[JOB A]
From the forum thread below, list every distinct username that appears in a post heading.
::: READING PASSAGE :::
We pretty much use the same commands everyone else has mentioned.
We also use 'slooow' with our seasoned, pony horse when I am ponying a young one and we're coming up on something new.


----------



## newhorsemom (Jun 20, 2008)

I use the same commands as well and my horse responds very well to them.


----------



## newhorsemom (Jun 20, 2008)

WARNING - MIL VENT! :twisted:

So I've been using similar commands as the other posters here and it works great. My horse has learned it somewhere along the line. I'm not super experienced but I'm learning as I go and we're figuring it out. My MIL gets so irritated because apparently the "real cue" to change a horses gate is "WHOOP!". She will make it clear - "USE WHOOP!". She'll even use it for me when I am lunging - you know, to be "helpful".

Thanks for letting me vent!!


----------



## G and K's Mom (Jan 11, 2008)

newhorsemom said:


> WARNING - MIL VENT! :twisted:
> 
> So I've been using similar commands as the other posters here and it works great. My horse has learned it somewhere along the line. I'm not super experienced but I'm learning as I go and we're figuring it out. My MIL gets so irritated because apparently the "real cue" to change a horses gate is "WHOOP!". She will make it clear - "USE WHOOP!". She'll even use it for me when I am lunging - you know, to be "helpful".
> 
> Thanks for letting me vent!!


So..... I figure it's going to take till around Feb or March of next year for DIL to show MIL the "real" meaning of Whoop!!!! :lol:

Gawd how do you stand it? I feel for you, really I do!


----------



## TwendeHaraka (Oct 5, 2008)

I only have a couple...
I talk to Twende a lot, haha, so he understands some hand movements when I'm on the ground.
While on the ground...
"Come here!" -...come. He'll walk right over.
"Whoa!" - Stop.
and then just random phrases and such that he has put to actions.

While on him...
"Back"
"Whoa"
and again, other phrases.

When I was younger, I rose a push-button horse for my lessons, and when I started cantering, I said, "WHOA" as in, whoa, this is cool, and the horse halted completely.

Twende isn't that good yet, ha, but he's really good with whoa.


----------



## newhorsemom (Jun 20, 2008)

G & K's Mom-
LOL, yeah, one of these day's her "WHOOP!" will come back at her...
:::
[JOB B]
Format as a numbered list the part of the records below that opens with the line containing "Reviewer note: verify that every instance of the jacuzzi" and closes with the line containing "<point>320,126</point>", omitting any blank lines.
::: MATERIAL FOR THIS TASK :::
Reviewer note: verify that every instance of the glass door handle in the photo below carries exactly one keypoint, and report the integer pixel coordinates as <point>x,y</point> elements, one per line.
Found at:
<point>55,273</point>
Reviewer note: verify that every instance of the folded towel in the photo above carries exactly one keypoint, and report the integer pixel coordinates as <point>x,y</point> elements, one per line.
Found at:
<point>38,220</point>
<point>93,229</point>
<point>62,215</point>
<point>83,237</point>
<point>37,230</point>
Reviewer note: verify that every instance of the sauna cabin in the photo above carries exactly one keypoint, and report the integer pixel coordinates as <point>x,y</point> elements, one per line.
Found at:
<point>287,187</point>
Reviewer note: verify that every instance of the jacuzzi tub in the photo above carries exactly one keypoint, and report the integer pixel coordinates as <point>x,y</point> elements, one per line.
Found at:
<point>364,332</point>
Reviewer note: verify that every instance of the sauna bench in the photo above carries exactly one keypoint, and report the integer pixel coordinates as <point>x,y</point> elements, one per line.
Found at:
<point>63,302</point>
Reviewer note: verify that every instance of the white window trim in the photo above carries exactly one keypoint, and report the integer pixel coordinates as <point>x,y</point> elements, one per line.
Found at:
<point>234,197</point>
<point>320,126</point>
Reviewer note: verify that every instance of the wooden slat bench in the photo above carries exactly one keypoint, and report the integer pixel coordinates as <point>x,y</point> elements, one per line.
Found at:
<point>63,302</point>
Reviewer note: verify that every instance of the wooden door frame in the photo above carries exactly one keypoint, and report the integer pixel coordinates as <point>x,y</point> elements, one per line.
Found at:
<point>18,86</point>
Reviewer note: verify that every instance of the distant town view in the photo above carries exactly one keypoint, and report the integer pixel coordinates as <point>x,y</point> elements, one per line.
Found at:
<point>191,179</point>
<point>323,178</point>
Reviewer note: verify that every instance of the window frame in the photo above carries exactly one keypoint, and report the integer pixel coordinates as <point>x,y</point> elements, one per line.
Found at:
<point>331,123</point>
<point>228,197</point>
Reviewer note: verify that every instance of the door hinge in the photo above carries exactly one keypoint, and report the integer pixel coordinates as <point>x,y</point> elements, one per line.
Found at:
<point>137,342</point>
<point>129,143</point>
:::
[FINISHED ANSWER A]
newhorsemom
G and K's Mom
TwendeHaraka

[FINISHED ANSWER B]
1. Reviewer note: verify that every instance of the jacuzzi tub in the photo above carries exactly one keypoint, and report the integer pixel coordinates as <point>x,y</point> elements, one per line.
2. Found at:
3. <point>364,332</point>
4. Reviewer note: verify that every instance of the sauna bench in the photo above carries exactly one keypoint, and report the integer pixel coordinates as <point>x,y</point> elements, one per line.
5. Found at:
6. <point>63,302</point>
7. Reviewer note: verify that every instance of the white window trim in the photo above carries exactly one keypoint, and report the integer pixel coordinates as <point>x,y</point> elements, one per line.
8. Found at:
9. <point>234,197</point>
10. <point>320,126</point>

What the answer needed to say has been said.